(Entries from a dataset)
* START *
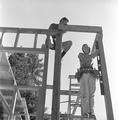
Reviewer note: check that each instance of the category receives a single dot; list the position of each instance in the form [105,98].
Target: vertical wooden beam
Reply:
[1,38]
[42,91]
[107,95]
[13,103]
[35,40]
[69,99]
[56,79]
[16,40]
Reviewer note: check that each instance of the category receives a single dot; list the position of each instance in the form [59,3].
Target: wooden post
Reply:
[56,79]
[42,91]
[107,95]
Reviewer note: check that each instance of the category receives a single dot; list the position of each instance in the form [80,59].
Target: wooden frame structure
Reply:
[57,69]
[57,65]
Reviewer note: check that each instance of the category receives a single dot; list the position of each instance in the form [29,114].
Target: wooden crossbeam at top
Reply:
[35,88]
[81,28]
[25,30]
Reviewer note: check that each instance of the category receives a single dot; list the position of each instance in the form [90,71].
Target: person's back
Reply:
[65,45]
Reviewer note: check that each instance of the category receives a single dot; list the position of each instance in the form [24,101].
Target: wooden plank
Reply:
[71,77]
[56,79]
[22,50]
[16,40]
[27,117]
[42,91]
[8,90]
[1,38]
[107,94]
[35,40]
[81,28]
[26,30]
[4,102]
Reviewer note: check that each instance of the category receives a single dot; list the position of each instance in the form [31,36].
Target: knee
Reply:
[69,43]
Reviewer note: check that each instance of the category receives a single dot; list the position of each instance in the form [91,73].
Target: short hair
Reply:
[64,18]
[84,46]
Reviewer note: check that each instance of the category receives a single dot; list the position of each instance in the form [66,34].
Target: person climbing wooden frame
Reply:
[65,45]
[87,77]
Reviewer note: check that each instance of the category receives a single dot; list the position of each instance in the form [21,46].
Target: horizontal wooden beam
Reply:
[81,28]
[35,88]
[23,30]
[22,50]
[26,30]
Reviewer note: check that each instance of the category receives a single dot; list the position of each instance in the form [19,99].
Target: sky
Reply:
[41,13]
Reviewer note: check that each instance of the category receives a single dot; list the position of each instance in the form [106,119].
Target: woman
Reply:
[87,78]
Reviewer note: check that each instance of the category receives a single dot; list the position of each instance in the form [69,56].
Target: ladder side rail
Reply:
[107,95]
[42,90]
[1,38]
[56,80]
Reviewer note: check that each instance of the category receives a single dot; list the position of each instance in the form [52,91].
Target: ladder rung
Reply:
[74,89]
[23,50]
[75,84]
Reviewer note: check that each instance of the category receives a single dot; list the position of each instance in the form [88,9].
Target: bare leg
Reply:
[84,91]
[92,88]
[65,47]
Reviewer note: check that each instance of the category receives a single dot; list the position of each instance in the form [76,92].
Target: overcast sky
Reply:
[41,13]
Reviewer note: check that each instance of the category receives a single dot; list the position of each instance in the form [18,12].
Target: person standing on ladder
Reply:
[87,76]
[65,45]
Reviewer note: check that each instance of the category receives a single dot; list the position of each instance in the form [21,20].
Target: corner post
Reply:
[56,79]
[107,95]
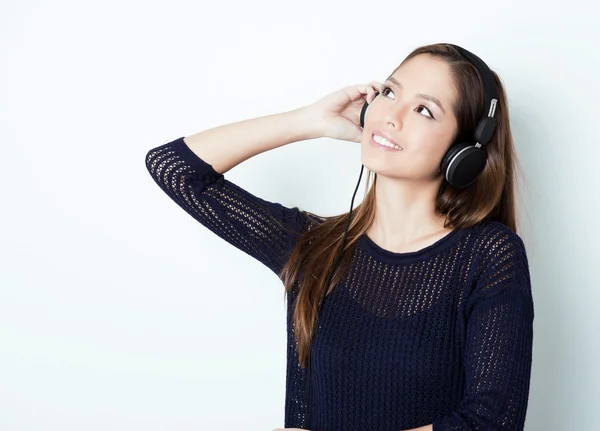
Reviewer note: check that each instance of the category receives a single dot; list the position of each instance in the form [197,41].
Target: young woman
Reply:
[427,319]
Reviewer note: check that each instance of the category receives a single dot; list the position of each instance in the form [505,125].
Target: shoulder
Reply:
[494,242]
[501,261]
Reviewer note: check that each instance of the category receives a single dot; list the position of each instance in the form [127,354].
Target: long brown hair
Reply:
[491,196]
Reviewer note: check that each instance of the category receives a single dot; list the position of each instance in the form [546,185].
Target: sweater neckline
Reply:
[394,257]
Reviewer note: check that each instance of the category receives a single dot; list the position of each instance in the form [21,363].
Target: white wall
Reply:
[119,311]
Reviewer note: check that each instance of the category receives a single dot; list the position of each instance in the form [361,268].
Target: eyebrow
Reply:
[420,95]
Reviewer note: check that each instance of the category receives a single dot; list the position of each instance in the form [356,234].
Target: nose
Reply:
[394,115]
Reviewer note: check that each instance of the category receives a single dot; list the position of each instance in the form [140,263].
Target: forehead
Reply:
[429,75]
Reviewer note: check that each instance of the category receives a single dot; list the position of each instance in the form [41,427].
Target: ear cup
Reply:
[363,112]
[462,164]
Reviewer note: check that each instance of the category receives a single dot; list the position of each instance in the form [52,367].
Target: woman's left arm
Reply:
[498,350]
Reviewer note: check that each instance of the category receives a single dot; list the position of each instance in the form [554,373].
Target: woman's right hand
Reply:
[338,114]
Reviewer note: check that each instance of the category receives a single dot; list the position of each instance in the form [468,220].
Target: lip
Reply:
[384,135]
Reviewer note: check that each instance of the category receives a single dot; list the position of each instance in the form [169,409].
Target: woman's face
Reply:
[406,110]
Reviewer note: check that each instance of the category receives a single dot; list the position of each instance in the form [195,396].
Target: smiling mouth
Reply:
[384,144]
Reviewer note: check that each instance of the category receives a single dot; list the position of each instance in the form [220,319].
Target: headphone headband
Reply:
[486,127]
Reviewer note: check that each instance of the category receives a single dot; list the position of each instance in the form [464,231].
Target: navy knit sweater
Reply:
[438,336]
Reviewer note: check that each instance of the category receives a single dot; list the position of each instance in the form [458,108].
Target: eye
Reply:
[385,88]
[425,107]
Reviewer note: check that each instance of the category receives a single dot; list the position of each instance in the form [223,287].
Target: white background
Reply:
[119,311]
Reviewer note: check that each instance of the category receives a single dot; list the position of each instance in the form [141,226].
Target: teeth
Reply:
[383,141]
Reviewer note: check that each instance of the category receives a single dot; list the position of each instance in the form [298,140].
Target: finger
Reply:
[370,94]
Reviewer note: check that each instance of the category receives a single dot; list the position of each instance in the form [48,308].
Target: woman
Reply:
[427,322]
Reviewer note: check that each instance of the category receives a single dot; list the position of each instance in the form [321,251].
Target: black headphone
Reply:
[461,165]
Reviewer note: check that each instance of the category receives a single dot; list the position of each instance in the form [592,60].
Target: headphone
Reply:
[461,165]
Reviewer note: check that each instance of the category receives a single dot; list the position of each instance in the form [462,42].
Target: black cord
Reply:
[307,417]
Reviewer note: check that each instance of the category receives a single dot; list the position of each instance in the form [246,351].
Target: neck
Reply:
[405,216]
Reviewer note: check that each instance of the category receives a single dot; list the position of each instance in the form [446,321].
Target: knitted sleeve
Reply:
[498,350]
[262,229]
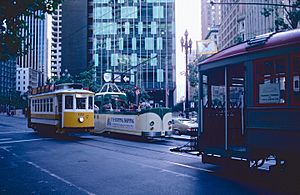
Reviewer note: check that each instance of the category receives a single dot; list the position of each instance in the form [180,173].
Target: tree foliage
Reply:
[13,27]
[292,17]
[193,74]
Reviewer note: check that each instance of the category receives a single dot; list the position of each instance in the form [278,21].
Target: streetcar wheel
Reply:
[177,132]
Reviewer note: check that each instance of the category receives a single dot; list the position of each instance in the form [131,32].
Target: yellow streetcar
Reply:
[64,108]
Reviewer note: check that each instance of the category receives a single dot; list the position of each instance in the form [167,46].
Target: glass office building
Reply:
[136,38]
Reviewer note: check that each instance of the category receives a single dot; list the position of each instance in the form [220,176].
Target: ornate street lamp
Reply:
[185,44]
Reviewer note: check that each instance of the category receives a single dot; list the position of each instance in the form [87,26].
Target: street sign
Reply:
[125,78]
[117,78]
[107,77]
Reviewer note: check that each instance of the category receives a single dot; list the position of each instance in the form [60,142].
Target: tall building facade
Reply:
[55,42]
[7,83]
[136,37]
[7,77]
[210,17]
[242,22]
[35,60]
[74,36]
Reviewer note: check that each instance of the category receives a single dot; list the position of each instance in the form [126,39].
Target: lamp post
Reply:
[185,44]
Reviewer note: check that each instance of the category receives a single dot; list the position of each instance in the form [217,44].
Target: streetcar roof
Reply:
[64,91]
[275,40]
[110,93]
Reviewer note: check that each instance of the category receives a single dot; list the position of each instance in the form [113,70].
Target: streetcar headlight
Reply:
[151,123]
[81,119]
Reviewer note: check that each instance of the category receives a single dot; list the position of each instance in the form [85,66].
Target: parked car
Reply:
[183,126]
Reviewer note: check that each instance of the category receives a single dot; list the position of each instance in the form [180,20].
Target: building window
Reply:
[103,13]
[158,12]
[160,75]
[129,12]
[101,1]
[159,43]
[140,28]
[153,28]
[127,28]
[133,59]
[133,43]
[121,43]
[108,43]
[114,59]
[270,81]
[106,28]
[153,59]
[149,43]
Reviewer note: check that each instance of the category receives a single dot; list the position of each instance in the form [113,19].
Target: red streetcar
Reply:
[250,102]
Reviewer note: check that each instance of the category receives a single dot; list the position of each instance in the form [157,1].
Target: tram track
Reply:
[147,149]
[153,157]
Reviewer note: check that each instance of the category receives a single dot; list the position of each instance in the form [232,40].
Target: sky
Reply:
[187,17]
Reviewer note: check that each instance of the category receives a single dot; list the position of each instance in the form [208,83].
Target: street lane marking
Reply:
[5,139]
[15,132]
[52,174]
[24,140]
[59,178]
[190,167]
[168,171]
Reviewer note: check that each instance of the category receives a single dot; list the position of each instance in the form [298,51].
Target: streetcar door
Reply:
[235,106]
[213,107]
[223,108]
* END *
Request:
Give the lines from the one containing "the form [85,66]." through the end of the entries again, exactly as written and with no other lines.

Task answer:
Reviewer note: check that each instance of the category receives a single dot; list the position of each instance in the form [85,66].
Target: parked car
Reply:
[183,126]
Reviewer note: check that each instance of the category receives a single dot; list the position of each instance in the form [180,20].
Target: building window
Reply:
[103,13]
[158,12]
[160,75]
[129,12]
[101,1]
[159,43]
[140,28]
[153,28]
[127,28]
[133,59]
[133,43]
[121,43]
[108,43]
[114,59]
[270,81]
[106,28]
[153,59]
[149,43]
Reviewer note: check that each instance of the category receives a single dot; list the position of each instance in the form [113,19].
Target: red streetcar
Reply:
[250,102]
Reviewer note: check that each instance of the category receives a single dot; list the position of each instance in the form [157,1].
Target: tram track
Reply:
[147,149]
[153,157]
Reviewer note: check that each instance of the category receives a single dot; list the position of each instance in the form [232,40].
Target: sky
Reply:
[187,17]
Reviewer note: check that each instance of the category receives a single dot; list the position of each instance in the form [208,83].
Target: street lane marking
Reply:
[5,139]
[15,132]
[52,174]
[24,140]
[59,178]
[190,167]
[168,171]
Reviewer note: check that each instance of the category receives a single dot; list the position of each instance in the form [298,51].
Target: streetcar door
Reply:
[235,106]
[213,107]
[223,108]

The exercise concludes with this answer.